* **Objective**: Copy the part of the Vesuvius forum thread between "The only clues" and "unlikely, but possible)", inclusive, changing every "expansion valve" to "pressure relief valve".

* **Document excerpt**:
--- START ---

# Vesuvius stopped after sizzle



## tohenk2 (Oct 11, 2017)

Yesterday I got a lot of water in the drip tray.

In the afternoon I heard something - at first I thought It was water - and started filming.

While doing so I changed my opinion about the noise, it sounded more like sparks.

This realization came to late!

Before I flipped the switch the Vesuvius went dark. I pulled the cord and left it alone. I will open it up today and will try to see if there is something to salvage ...

At least there were still no puddles under the machine today.


----------



## mctrials23 (May 8, 2017)

@DavecUK might be someone who can help.


----------



## DavecUK (Aug 6, 2013)

*Perhaps when there is more information.*

The only clues so far are lots of water in the drip tray. This has to come from the brew boiler as it's the only thing that puts water in the drip tray from either expansion valve or group. This can happen in 4 ways and does depend on how fast it happened whether it was visibly leaking or person came back and noticed a lot of water in drip tray but wasn't sure when it happened.



1. Faulty expansion valve (unlikely)


Faulty group upper valve or something caught under valve seat (fairly unlikely, but possible)


Lever left up or not properly lowered (more likely than the other two)


Drip tray wasn't emptied as often as person thought (more likely than the first two)


Hear something that was water but possibly sparks? Could be brew boiler heating element exposed, thermal probe at top of boiler can't read temperature properly so element comes on, eventually, brew boiler water boils (makes funny sounds) limit stat trips. Possibly electrical sound was heating element tip blowing? Vesuvius went dark, possibly because fuse in onboard mains receptacle blew, unless on RCD and probably that would trip before fuse could blow, all due to heating element shorting to earth.

Perhaps drip tray in water is a red herring and person had not emptied as often as they thought so it's nothing I typed above and it's something different entirely.



> At least there were no puddles under the machine today


 A slightly confusing comment, were there puddles under the machine recently, is it related to the fault? Or just a side comment referring to another event at some time in the past?

--- END ---

* **Extracted entries**:
--- START ---

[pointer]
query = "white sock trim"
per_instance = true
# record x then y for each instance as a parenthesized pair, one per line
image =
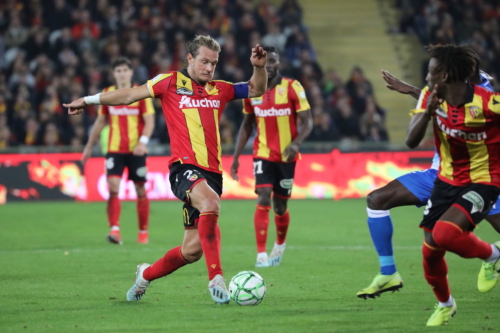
(447, 303)
(377, 213)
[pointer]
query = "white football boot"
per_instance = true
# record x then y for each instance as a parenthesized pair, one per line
(276, 254)
(218, 290)
(262, 260)
(139, 288)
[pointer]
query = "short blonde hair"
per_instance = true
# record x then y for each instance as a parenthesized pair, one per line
(193, 45)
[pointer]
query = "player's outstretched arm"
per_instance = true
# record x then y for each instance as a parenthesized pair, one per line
(307, 125)
(115, 97)
(419, 122)
(243, 135)
(258, 81)
(99, 124)
(402, 87)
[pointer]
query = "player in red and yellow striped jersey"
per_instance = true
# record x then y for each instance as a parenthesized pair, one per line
(466, 120)
(130, 128)
(275, 151)
(192, 103)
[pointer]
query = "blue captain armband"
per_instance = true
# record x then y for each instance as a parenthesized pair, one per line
(241, 90)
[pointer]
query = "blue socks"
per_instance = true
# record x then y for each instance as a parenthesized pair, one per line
(380, 225)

--- END ---

* **Answer to this task**:
The only clues so far are lots of water in the drip tray. This has to come from the brew boiler as it's the only thing that puts water in the drip tray from either pressure relief valve or group. This can happen in 4 ways and does depend on how fast it happened whether it was visibly leaking or person came back and noticed a lot of water in drip tray but wasn't sure when it happened.



1. Faulty pressure relief valve (unlikely)


Faulty group upper valve or something caught under valve seat (fairly unlikely, but possible)